_Work request_
Would you please write out the records below exactly as they appear?

<<<<

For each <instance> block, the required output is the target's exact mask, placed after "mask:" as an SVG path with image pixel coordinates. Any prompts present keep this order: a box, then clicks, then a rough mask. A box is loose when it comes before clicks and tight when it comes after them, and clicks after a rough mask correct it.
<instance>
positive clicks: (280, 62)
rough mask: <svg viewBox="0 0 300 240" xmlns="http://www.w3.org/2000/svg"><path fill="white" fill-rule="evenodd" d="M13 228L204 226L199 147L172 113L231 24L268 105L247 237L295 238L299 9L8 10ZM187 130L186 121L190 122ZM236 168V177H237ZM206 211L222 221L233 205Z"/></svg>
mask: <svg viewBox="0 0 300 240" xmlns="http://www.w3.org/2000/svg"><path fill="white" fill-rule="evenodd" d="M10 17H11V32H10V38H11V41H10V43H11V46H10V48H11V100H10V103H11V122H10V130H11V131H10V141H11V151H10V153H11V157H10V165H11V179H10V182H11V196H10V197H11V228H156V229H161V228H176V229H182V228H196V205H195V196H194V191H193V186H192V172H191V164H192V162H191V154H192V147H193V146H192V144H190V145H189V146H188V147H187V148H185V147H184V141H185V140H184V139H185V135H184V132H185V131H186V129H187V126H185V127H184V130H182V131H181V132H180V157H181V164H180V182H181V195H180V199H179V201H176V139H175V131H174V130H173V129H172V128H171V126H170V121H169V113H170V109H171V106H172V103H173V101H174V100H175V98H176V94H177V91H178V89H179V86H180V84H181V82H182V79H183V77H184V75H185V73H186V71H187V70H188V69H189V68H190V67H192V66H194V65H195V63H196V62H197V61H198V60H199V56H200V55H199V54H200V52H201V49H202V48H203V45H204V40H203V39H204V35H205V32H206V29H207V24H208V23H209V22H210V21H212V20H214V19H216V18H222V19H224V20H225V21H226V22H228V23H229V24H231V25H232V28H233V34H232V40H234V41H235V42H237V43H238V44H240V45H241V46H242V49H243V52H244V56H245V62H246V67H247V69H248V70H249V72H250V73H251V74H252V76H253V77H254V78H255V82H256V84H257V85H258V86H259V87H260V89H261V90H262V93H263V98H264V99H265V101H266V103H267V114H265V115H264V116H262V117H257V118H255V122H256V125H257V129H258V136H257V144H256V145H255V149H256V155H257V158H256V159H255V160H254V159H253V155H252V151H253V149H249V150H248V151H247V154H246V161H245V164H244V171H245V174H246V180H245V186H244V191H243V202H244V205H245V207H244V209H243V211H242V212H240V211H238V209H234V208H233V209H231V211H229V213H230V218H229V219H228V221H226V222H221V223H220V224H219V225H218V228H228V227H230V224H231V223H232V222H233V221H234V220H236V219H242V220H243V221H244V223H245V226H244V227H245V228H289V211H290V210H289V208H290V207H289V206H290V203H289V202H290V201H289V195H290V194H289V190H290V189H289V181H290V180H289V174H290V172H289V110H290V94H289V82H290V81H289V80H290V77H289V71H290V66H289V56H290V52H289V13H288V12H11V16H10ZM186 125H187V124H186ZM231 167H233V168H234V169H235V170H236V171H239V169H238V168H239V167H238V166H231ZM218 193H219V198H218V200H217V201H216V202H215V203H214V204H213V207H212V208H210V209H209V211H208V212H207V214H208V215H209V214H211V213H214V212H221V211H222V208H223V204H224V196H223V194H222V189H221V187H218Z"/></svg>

>>>>

_Result_
For each <instance> block, the required output is the target's exact mask, placed after "mask:" as an SVG path with image pixel coordinates. Any prompts present keep this order: a box, then clicks, then a rough mask. A box is loose when it comes before clicks and tight when it comes after them, and clicks after a rough mask correct it.
<instance>
positive clicks: (280, 62)
rough mask: <svg viewBox="0 0 300 240" xmlns="http://www.w3.org/2000/svg"><path fill="white" fill-rule="evenodd" d="M13 228L204 226L199 147L172 113L231 24L268 105L247 237L295 238L299 9L8 10ZM187 130L186 121L190 122ZM236 168V177H237ZM206 211L222 221L233 205Z"/></svg>
mask: <svg viewBox="0 0 300 240" xmlns="http://www.w3.org/2000/svg"><path fill="white" fill-rule="evenodd" d="M10 17H11V32H10V38H11V41H10V43H11V46H10V48H11V100H10V103H11V122H10V130H11V131H10V141H11V151H10V153H11V157H10V165H11V179H10V182H11V196H10V197H11V228H156V229H161V228H176V229H182V228H196V205H195V196H194V191H193V186H192V172H191V164H192V162H191V154H192V147H193V146H192V144H190V145H189V146H188V147H187V148H185V147H184V141H185V140H184V139H185V135H184V132H185V131H186V129H187V126H185V127H184V130H182V131H181V132H180V157H181V164H180V182H181V195H180V199H179V201H176V139H175V131H174V130H173V129H172V128H171V126H170V121H169V113H170V109H171V106H172V103H173V101H174V100H175V98H176V94H177V91H178V89H179V86H180V84H181V82H182V79H183V77H184V75H185V73H186V71H187V70H188V69H189V68H190V67H192V66H194V65H195V63H196V62H197V61H198V60H199V56H200V55H199V54H200V52H201V49H202V48H203V45H204V40H203V39H204V35H205V32H206V29H207V24H208V23H209V22H210V21H212V20H214V19H216V18H222V19H224V20H225V21H226V22H228V23H229V24H231V25H232V28H233V34H232V40H234V41H235V42H237V43H238V44H240V45H241V46H242V49H243V52H244V56H245V62H246V67H247V69H248V70H249V72H250V73H251V74H252V76H253V77H254V78H255V82H256V84H257V85H258V86H259V87H260V89H261V90H262V93H263V98H264V99H265V101H266V103H267V114H265V115H264V116H262V117H257V118H255V122H256V125H257V129H258V136H257V144H256V145H255V149H256V155H257V158H256V159H255V160H254V159H253V155H252V151H253V149H249V150H248V151H247V154H246V161H245V164H244V171H245V174H246V180H245V186H244V191H243V202H244V205H245V207H244V209H243V211H242V212H240V211H238V209H234V208H233V209H231V211H229V213H230V218H229V219H228V221H226V222H221V223H220V224H219V225H218V228H228V227H230V224H231V223H232V222H233V221H234V220H236V219H242V220H243V221H244V223H245V226H244V227H245V228H289V211H290V210H289V208H290V207H289V206H290V203H289V202H290V201H289V195H290V194H289V190H290V189H289V181H290V180H289V174H290V172H289V110H290V94H289V82H290V81H289V80H290V77H289V71H290V66H289V56H290V52H289V13H288V12H11V16H10ZM186 125H187V124H186ZM231 167H233V168H234V169H235V170H236V171H239V169H238V168H239V167H238V166H231ZM218 193H219V198H218V200H217V201H216V202H215V203H214V204H213V207H212V208H210V209H209V211H208V212H207V214H208V215H209V214H211V213H214V212H221V211H222V208H223V204H224V196H223V194H222V189H221V187H218Z"/></svg>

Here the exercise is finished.